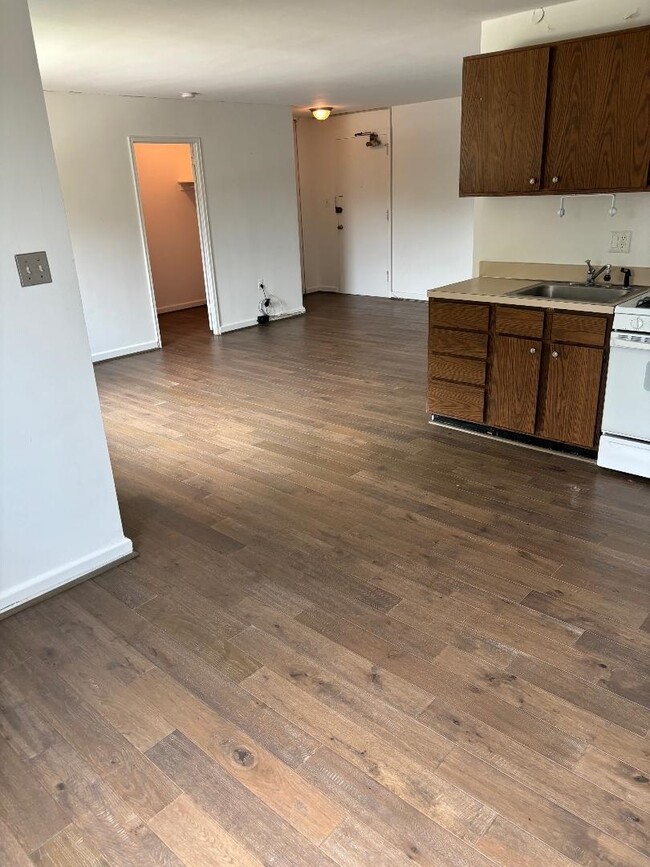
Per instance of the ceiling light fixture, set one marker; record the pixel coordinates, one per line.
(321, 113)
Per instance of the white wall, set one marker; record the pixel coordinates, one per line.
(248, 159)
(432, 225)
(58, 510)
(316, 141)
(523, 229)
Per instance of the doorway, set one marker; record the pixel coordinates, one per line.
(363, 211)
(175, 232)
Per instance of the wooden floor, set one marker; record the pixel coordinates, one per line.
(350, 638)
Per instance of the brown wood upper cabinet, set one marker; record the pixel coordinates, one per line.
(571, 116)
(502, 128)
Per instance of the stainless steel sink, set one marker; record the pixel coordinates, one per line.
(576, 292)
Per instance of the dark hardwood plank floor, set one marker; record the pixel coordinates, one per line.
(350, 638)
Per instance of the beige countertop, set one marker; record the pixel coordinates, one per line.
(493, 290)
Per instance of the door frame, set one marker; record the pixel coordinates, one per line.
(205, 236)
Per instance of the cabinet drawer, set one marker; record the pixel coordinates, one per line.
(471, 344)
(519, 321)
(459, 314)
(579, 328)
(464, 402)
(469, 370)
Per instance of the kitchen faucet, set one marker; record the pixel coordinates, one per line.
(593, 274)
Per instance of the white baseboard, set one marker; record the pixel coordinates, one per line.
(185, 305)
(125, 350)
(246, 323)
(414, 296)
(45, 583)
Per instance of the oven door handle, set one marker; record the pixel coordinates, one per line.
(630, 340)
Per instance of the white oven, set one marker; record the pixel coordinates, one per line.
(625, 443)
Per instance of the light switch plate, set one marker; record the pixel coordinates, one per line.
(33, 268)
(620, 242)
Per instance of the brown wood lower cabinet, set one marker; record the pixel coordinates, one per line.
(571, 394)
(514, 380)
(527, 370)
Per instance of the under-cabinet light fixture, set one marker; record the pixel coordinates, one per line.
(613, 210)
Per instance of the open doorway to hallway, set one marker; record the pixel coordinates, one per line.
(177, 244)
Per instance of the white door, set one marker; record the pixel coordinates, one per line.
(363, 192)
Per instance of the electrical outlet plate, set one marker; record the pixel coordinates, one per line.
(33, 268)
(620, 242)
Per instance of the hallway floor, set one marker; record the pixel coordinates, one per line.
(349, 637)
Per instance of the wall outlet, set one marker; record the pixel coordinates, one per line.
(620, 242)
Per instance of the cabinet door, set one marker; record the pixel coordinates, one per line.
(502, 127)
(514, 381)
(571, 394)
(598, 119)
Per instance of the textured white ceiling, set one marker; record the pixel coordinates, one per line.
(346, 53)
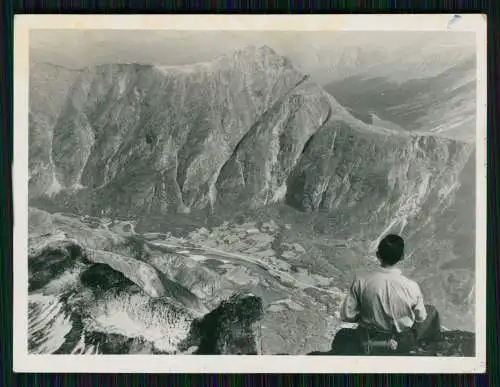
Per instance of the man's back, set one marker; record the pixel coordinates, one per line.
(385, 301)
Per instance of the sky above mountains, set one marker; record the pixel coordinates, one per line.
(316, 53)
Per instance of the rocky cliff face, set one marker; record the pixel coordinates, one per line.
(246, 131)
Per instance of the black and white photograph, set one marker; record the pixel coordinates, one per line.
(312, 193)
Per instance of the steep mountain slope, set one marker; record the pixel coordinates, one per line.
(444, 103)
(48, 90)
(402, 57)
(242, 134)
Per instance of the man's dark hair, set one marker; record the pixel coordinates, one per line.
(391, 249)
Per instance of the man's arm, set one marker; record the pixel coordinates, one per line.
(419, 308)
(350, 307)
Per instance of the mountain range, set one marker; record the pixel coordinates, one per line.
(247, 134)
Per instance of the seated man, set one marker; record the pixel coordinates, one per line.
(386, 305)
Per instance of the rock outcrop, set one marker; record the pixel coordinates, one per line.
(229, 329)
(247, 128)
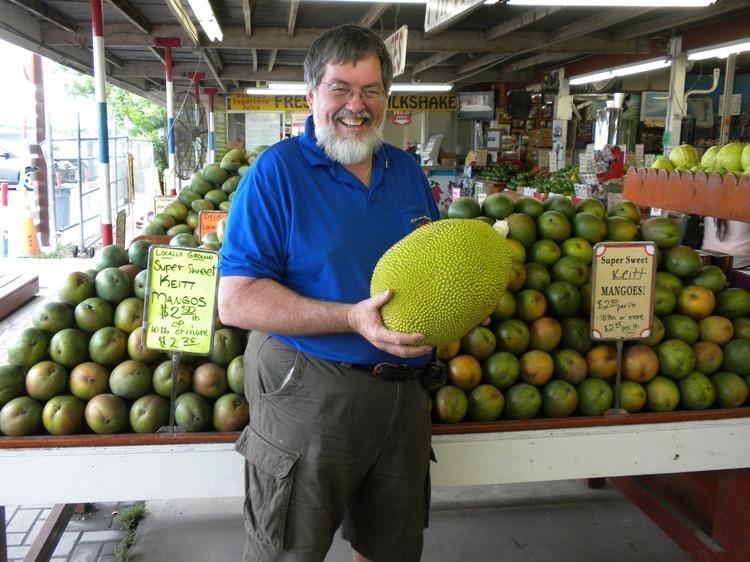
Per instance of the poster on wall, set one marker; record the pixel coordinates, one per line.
-*-
What is needed -> For this exercise, return the material word for word and drop each image.

Solution to this task ->
Per instance of the ceiling light fixture, set one marker; record the pixel coordinates, one per line.
(321, 113)
Per instance of the white wall, set one marker; record the pixel coordinates, one per line.
(248, 159)
(432, 225)
(58, 510)
(316, 141)
(523, 229)
Per instance of the doorway, set one marker; record the pixel coordinates, one per line.
(363, 211)
(175, 232)
Per instance of the wooden floor, set one marker; record the pixel coordinates, one per line.
(350, 638)
Per instance of the brown wood upper cabinet, set one marker; record the pixel coordinates, one per line.
(571, 116)
(502, 128)
Per instance of the stainless steel sink, set one marker; record the pixel coordinates, one per line.
(576, 292)
Per instance of the dark hardwood plank floor, set one marker; record the pixel coordinates, one per line.
(350, 638)
Per instance of the beige countertop, set one marker; record the pixel coordinates, one per line.
(493, 290)
Per instance of the door frame, set one marker; record the pixel coordinates, one per line.
(205, 236)
Per instance of the cabinet drawer, set one marker; record the pixel coordinates, one per line.
(471, 344)
(519, 321)
(459, 314)
(579, 328)
(464, 402)
(469, 370)
Per instance of the kitchen faucet, set one marker; record the pixel coordinates, one per line.
(593, 274)
Per instance of the white baseboard, set one marker; record the pixel coordinates, one per line.
(185, 305)
(125, 350)
(246, 323)
(414, 296)
(45, 583)
Per instance of the oven door handle, set one marker; record the pixel coordinates, one per line.
(630, 340)
Per instance of the white oven, set one marker; record the pixel coordinates, one per line.
(625, 443)
Per instance of the light switch plate, set one marker; record the pixel coordinates, one per line.
(33, 268)
(620, 242)
Per instance of the brown wood lower cabinet, set one marker; record the pixel coordinates, one per line.
(571, 394)
(514, 380)
(527, 370)
Per instance of the under-cabinet light fixture, set one marker; record the pixel coordinates, one per line.
(613, 210)
Per instance of the open doorway to hallway, set one marker; record the pixel coordinates, one per line.
(177, 244)
Per instance of the white door, set one marker; record the pixel coordinates, one per line.
(363, 192)
Per instance of the electrical outlet plate, set one marker; record the pixel coordinates, one per line.
(33, 268)
(620, 242)
Per instance of the hallway floor, set one marker; record the pixel coordinates, one per line.
(349, 637)
Per instance of the wall outlet, set one marker; record the pixel coordinates, one per line.
(620, 242)
Per instance of the cabinet door, set one marker; record the pixel coordinates, one per line.
(502, 127)
(514, 381)
(571, 394)
(598, 119)
Per instance of the textured white ceiling, set one marker; record the pixel coordinates, one per line.
(346, 53)
Per instance of the man's back, set one marker; record the pixel coordinates, one per line.
(385, 301)
Per instance of the sky above mountains, set one marker; record the pixel coordinates, one per line.
(316, 53)
Per instance of the rocky cliff face, set one marker; record the pixel coordinates, one per line.
(246, 131)
Per instance of the black and white photograph, set one marker; record the pixel coordinates, one per line.
(312, 193)
Per instance of the steep mountain slope, set one marker; record the pixel coordinates, one per line.
(444, 103)
(48, 90)
(402, 57)
(242, 134)
Per instance of the man's dark hair, set one marker; record the pixel coordinates, one per line.
(391, 249)
Per instance of the man's arm, set one marker; record the pixel coordinates, one per line.
(419, 308)
(350, 307)
Per instance of the mountain range, set one marker; record the pixel coordinates, one per line.
(247, 134)
Per instance of the seated man, set one marker; record the pixel coordinates, one per line.
(386, 305)
Per instance of the rock outcrop, set one marker; record the pixel coordinates, one per line.
(229, 329)
(247, 128)
Per instance of the poster on wall, set one marker; record the pixel coordinates, one per line.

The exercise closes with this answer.